→ Direction: Identify every line in the records below that contains the word "letter", and copy each of those lines in full.

→ Information given:
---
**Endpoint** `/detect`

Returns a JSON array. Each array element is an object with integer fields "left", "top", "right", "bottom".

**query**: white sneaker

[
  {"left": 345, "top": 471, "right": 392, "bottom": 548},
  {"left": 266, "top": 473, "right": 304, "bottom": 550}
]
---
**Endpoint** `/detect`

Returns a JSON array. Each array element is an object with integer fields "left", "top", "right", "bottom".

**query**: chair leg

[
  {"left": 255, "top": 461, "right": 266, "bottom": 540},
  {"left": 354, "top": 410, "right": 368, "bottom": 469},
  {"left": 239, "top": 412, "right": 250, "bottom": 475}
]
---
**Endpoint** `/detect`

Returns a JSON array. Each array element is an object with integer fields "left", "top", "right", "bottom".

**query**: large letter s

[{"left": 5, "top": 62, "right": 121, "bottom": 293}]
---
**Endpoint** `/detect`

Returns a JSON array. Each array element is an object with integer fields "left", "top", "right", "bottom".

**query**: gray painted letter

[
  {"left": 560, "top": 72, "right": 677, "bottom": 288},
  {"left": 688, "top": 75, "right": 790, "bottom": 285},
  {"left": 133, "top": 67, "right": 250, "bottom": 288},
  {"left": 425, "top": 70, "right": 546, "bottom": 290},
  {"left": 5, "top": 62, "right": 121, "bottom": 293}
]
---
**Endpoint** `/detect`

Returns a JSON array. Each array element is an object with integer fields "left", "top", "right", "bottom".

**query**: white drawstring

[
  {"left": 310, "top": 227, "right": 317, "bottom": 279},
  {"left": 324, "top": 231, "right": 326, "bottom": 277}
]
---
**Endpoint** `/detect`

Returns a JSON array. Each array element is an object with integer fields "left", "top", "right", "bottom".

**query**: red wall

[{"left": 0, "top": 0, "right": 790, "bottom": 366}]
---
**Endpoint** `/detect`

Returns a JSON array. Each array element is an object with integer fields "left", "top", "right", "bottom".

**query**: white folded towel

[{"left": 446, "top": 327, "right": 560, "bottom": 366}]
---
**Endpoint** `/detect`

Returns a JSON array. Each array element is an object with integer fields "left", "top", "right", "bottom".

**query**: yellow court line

→ Solved problem:
**query**: large letter s
**query**: gray painted letter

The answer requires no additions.